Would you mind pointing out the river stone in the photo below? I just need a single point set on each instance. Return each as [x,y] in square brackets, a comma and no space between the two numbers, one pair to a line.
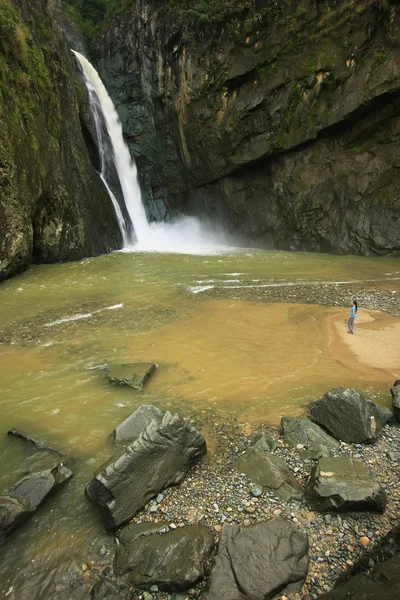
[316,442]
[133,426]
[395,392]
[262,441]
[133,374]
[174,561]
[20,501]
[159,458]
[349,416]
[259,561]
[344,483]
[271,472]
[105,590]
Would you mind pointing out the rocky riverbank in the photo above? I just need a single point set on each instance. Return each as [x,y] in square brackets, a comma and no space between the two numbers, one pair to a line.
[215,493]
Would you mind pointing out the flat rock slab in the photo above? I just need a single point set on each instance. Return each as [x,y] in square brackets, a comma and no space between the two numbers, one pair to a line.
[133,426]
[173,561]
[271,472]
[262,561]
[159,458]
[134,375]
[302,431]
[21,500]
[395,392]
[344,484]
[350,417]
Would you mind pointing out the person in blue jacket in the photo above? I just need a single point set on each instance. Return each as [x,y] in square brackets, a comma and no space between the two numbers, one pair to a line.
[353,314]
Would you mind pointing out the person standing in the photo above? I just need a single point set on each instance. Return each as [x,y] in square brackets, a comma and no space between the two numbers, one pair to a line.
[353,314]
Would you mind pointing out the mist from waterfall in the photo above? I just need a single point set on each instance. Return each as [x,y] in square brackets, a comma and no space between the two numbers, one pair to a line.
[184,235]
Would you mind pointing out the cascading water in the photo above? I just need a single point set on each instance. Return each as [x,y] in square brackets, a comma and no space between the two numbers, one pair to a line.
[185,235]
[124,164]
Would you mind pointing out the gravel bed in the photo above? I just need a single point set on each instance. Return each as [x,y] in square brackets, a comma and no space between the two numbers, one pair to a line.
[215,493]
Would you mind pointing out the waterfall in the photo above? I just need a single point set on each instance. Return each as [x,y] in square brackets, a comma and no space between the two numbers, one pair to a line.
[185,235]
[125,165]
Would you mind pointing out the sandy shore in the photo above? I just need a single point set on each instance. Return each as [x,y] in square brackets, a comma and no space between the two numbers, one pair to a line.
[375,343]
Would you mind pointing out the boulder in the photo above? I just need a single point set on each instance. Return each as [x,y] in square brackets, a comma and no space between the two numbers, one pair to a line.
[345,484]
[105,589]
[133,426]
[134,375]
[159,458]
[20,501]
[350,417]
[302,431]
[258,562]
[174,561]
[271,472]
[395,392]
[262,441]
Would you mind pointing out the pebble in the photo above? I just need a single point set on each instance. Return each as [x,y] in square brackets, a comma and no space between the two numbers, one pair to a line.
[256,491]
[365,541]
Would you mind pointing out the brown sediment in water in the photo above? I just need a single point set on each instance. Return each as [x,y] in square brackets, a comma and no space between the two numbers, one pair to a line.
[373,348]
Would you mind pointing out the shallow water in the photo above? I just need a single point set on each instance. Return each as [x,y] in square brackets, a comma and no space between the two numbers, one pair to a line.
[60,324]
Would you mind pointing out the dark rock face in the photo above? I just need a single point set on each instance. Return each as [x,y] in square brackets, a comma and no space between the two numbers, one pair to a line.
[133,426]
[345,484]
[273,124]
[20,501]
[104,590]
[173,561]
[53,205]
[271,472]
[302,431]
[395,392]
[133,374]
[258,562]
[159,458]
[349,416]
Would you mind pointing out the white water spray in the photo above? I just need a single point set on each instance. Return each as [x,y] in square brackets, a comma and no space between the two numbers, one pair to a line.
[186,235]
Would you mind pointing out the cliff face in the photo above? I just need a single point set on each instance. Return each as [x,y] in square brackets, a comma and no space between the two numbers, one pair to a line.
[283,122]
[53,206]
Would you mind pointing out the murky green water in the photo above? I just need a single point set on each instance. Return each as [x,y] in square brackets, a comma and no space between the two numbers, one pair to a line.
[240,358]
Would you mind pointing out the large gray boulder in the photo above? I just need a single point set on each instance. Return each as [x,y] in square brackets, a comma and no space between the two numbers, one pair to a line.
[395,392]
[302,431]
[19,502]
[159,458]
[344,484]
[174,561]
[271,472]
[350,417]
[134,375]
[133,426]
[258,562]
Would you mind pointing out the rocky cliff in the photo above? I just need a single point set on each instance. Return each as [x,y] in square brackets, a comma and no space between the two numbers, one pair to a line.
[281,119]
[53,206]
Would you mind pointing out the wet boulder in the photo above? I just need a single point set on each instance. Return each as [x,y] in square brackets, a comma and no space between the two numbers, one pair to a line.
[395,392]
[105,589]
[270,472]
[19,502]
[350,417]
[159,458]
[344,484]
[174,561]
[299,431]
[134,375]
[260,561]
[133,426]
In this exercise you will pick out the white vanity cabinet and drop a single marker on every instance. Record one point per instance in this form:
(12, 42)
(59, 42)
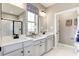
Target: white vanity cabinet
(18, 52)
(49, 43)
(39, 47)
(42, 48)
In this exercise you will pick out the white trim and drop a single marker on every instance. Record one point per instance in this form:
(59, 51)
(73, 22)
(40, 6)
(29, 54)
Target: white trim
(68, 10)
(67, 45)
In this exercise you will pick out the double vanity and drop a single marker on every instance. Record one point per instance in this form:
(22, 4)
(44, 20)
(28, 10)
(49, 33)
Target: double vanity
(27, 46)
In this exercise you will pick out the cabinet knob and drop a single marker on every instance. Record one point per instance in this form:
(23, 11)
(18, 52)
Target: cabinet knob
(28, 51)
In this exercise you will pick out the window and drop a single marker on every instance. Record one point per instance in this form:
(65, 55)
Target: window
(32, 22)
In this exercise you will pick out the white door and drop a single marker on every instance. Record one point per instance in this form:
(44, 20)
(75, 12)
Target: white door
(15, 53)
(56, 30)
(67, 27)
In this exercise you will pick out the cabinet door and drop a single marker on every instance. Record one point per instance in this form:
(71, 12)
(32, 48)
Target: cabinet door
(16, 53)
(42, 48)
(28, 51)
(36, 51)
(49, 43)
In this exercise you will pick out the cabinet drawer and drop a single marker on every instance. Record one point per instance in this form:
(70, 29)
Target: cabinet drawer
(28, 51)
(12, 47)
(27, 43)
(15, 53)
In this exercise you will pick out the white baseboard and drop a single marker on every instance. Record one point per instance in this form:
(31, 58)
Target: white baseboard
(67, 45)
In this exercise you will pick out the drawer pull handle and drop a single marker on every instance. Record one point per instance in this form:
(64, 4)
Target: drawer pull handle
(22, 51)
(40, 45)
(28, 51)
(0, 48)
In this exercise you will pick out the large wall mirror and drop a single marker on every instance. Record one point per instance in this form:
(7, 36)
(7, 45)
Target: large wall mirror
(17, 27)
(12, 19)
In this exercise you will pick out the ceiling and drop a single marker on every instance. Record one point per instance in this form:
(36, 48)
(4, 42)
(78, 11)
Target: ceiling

● WORK TASK
Every record above needs to be repeated exactly; pictures are to be left out.

● EXPECTED OUTPUT
Would you mind pointing out the river stone in the photo below? I just need a single point set on each instance. Return each as [x,y] in square brackets, a comma and no space between the two numbers, one pair to a line.
[316,442]
[133,426]
[395,392]
[262,441]
[133,374]
[174,561]
[20,501]
[159,458]
[349,416]
[259,561]
[344,483]
[271,472]
[105,590]
Would you mind pointing out the rocky riverbank in the photo above? I just need a single point set on each instance. Return each as [x,y] in square brackets, a comma and no space between the two numbers, one pair to a line.
[215,493]
Would you mind pointing out the flat rock slab in the photo above? I just need a single point set on each instance. Return each as [x,y] in square brackets, a comma and no space between the two numbers, one pair to a line.
[133,426]
[173,561]
[271,472]
[262,561]
[159,458]
[134,375]
[302,431]
[21,500]
[395,392]
[344,484]
[350,417]
Would you mind pointing out the person in blue jacket in the photo above? I just need a single point set on each instance. Return each as [x,y] in square brackets, a comma and no space between the two numbers, one pair to a line.
[353,314]
Would you mind pointing out the person standing in the photo above? I just need a single point set on each instance. Return each as [x,y] in square brackets, a comma and no space between the two numbers, one pair to a line.
[353,314]
Would you mind pointing out the mist from waterfall in the photo above? I just need a single point set on each instance. Return each as [x,y] in square brackets, a comma and no space between the two numbers, one pair to a line.
[184,235]
Would you mind pointing out the cascading water in the photo above? I just need a single point set on each instance. Return each as [x,y] in square brackets, a comma and no space between the two numbers, one pair to a line.
[185,235]
[124,164]
Would you mind pointing out the gravel bed in the photo above? I just need a single point set on each instance. Return each as [x,y] in square brackets, a comma and no space between the two numbers, one pair to a line.
[215,493]
Would you mind pointing out the waterfall in the photo above? I just need a single point set on each instance. Return each as [x,y] in square brackets, a comma and no space between the two numbers, one pair to a line.
[185,235]
[125,165]
Would you mind pointing out the sandy shore in the photo above? I just need a single point set on each instance. Return each as [x,y] in square brackets, a comma and no space between the two numbers, one pair to a line.
[375,343]
Would you mind pointing out the boulder in the photo above? I just need a single point set on each instance. Return each as [x,y] in square brackets, a comma and no space between the two numbers, one pair to a line.
[345,484]
[105,589]
[133,426]
[134,375]
[159,458]
[20,501]
[350,417]
[302,431]
[258,562]
[174,561]
[271,472]
[395,392]
[262,441]
Would you mind pointing out the pebble in the photo above? I just need a single point set on each instance. Return each as [x,y] in square brackets, a comma and no space between the two numbers, one pair to a line.
[256,491]
[365,541]
Would you mind pointing out the brown sediment in water in the photo above? I just need a single point set on each instance. Return each as [x,y] in square brackets, a comma and no space between the two numbers, one pair to a line.
[373,348]
Would you mind pointing out the shallow water in the photo above? I just need a single point set on each instance. Return each as [x,y] in square brackets, a comma and no space between the two numbers, one pair to a line.
[60,324]
Would you mind pointing out the dark rock face in the photo above? I just need a single point set on each instance. Return each as [x,y] in square brackets, a comma and no space between the two numbers, one pair to a line.
[133,426]
[345,484]
[273,124]
[20,501]
[104,590]
[173,561]
[53,205]
[271,472]
[302,431]
[395,392]
[133,374]
[258,562]
[159,458]
[349,416]
Would you mind pointing out the white water spray in the photo above? I just need a single point set on each instance. Return each as [x,y] in square brackets, a comma and no space between the two numbers, one pair to a line.
[186,235]
Would you mind pointing out the cliff face in the photo above? I just need a single point set on each instance. Return each as [x,y] in square brackets, a comma and no space between the two numbers, one pair to a line.
[283,122]
[53,206]
Would you mind pointing out the murky green water in the photo above? I just need a single point set on each instance. Return each as [x,y] in square brackets, a comma and no space between the two numbers, one pair to a line.
[240,358]
Would you mind pointing out the large gray boulder in the photo above? I just need a single point set on each instance. Return each as [x,y] in square brackets, a comma and no space between the two numbers, one pair to a line.
[395,392]
[302,431]
[19,502]
[159,458]
[344,484]
[174,561]
[271,472]
[350,417]
[134,375]
[133,426]
[258,562]
Would you mind pointing out the rocky cliff in the photo above? I just need a single point set on each instance. Return each as [x,y] in square brackets, a comma and no space between the two numbers, one pair to a line.
[281,119]
[53,206]
Would you mind pointing out the wet boulder in the photo above? I just need a single point set on each instance. Return each as [x,y] in square brackets, a comma and no space between the two numbers, one pair to a line.
[395,392]
[105,589]
[270,472]
[19,502]
[350,417]
[159,458]
[344,484]
[174,561]
[299,431]
[134,375]
[260,561]
[133,426]
In this exercise you will pick out the white vanity cabinet and drop a single marker on every instance. Record one point per instance in this form:
(12, 42)
(59, 42)
Target: white vanity cabinet
(18, 52)
(49, 43)
(39, 47)
(42, 48)
In this exercise you will pick out the white trim and drop a single marker on every instance. Record one point per instance in this form:
(59, 51)
(73, 22)
(40, 6)
(29, 54)
Target: white trim
(68, 10)
(67, 45)
In this exercise you will pick out the double vanity and drop a single marker on every instance. Record one point per instance in this form:
(22, 4)
(44, 20)
(28, 10)
(49, 33)
Target: double vanity
(27, 46)
In this exercise you will pick out the cabinet knob and drop a single marker on every instance. Record one point per instance in this form:
(23, 11)
(18, 52)
Target: cabinet knob
(28, 51)
In this exercise you will pick out the window and drop a single marker on every instance. Record one point per instance in this form:
(65, 55)
Target: window
(32, 22)
In this exercise you will pick out the white door and drop a single marker on every instance. Record one point per instance in this form:
(44, 20)
(75, 12)
Target: white door
(15, 53)
(56, 30)
(67, 27)
In this exercise you will pick out the cabinet door and drop a single marker on every instance. Record one point per instance in this form:
(71, 12)
(32, 48)
Target: cabinet door
(16, 53)
(42, 48)
(28, 51)
(36, 51)
(49, 43)
In this exercise you will pick out the cabinet drawer and drop a single marker on every instance. Record one point per instance in this form:
(70, 29)
Target: cabinet drawer
(28, 51)
(12, 47)
(27, 43)
(15, 53)
In this exercise you will pick out the white baseboard and drop a single marker on every instance. Record one point per instance in this form:
(31, 58)
Target: white baseboard
(67, 45)
In this exercise you will pick out the drawer pull handle and drop a single marker on every instance. Record one point per instance in this form:
(64, 4)
Target: drawer pull handle
(22, 51)
(40, 45)
(28, 51)
(0, 48)
In this exercise you will pick out the large wall mirror and drop a single marker on every instance. Record one point per instance in this form:
(7, 36)
(7, 45)
Target: large wall mirror
(17, 27)
(12, 19)
In this exercise you will pick out the ceiling and drop a single marker on every instance. Record one point per instance in this form:
(36, 48)
(4, 42)
(78, 11)
Target: ceiling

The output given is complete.